• [ZIEL]
Welche Stadt suchen wir laut dem folgenden Predigtauszug, da wir hier keine bleibende Stadt haben?

---- AUSGEWÄHLTER AUSZUG

Das gilt uns und das wirkt in uns, indem wir mit Jesus Christus verbunden sind. Denn das ist ja kein Automatismus, keine einfach umgelegter Schalter und das war’s dann. So laßt uns nun zu ihm hinausgehen vor das Lager und seine Schmach tragen. Mit anderen Worten: stehen wir zu ihm und haben so Gemeinschaft mit ihm und unter uns. Hier gründet sich Gemeinde, ja Kirche! Wir sind die, die zum Gekreuzigten und dann auch zum Auferstandenen stehen! Standpunkt, nicht Moralvorschrift! Tragfähigkeit, nicht Bekehrungseifer! In der Tat tragen wir es mit, dass immer noch Menschen behaupten, wir würden beim Abendmahl ekligerweise auf Fleisch kauen und würden statt an das Leben an einen Gestorbenen glauben. Und dass ein liebender Gott es doch nie zulassen würde, wenn sein Liebstes droht zu sterben…!

Nicht hingeschaut. Nicht begriffen. Nicht berührt worden von der höchsten Liebe des Allmächtigen in dem tiefsten Leid. Am Kreuz von Golgatha wird unser ganzes Leben und noch viel mehr umfasst. Gott ist überall, sogar im Tod. Und Gott ist stärker. Die Liebe und das Leben siegen durch sein Wort und nicht Hass und Tod.

Noch lebt die Welt im Widerspruch. Gerade auch jetzt in Coronazeiten erleben wir es so hautnah wie selten oder noch nie. Wir erleben aber auch Hoffnung und Gewissheit, Gemeinschaft und Besinnung, ob nun christlich motiviert oder nicht. Gott hält uns die Zukunft offen: Denn wir haben hier keine bleibende Stadt, sondern die zukünftige suchen wir. Wir sind auf dem Weg und wissen bei ihm unser Ziel. Lassen wir uns von ihm selber stärken durch Glauben und Geist. Amen.

--------
---- ANGEZEIGTE INFORMATIONEN

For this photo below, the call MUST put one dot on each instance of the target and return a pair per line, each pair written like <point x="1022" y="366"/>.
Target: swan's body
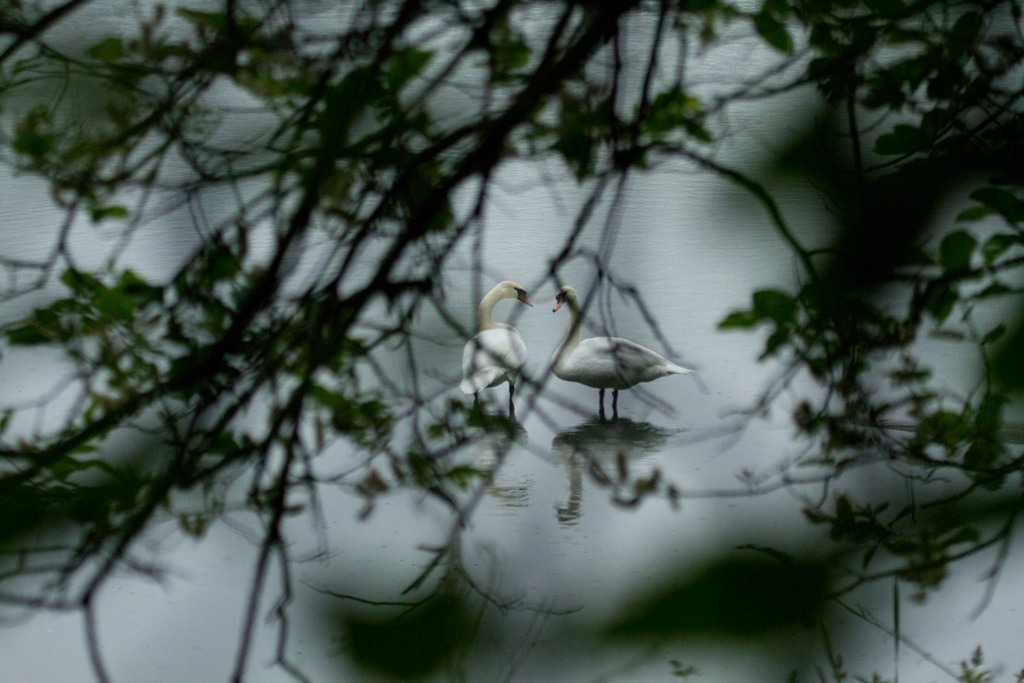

--------

• [ERGEBNIS]
Die zukünftige Stadt.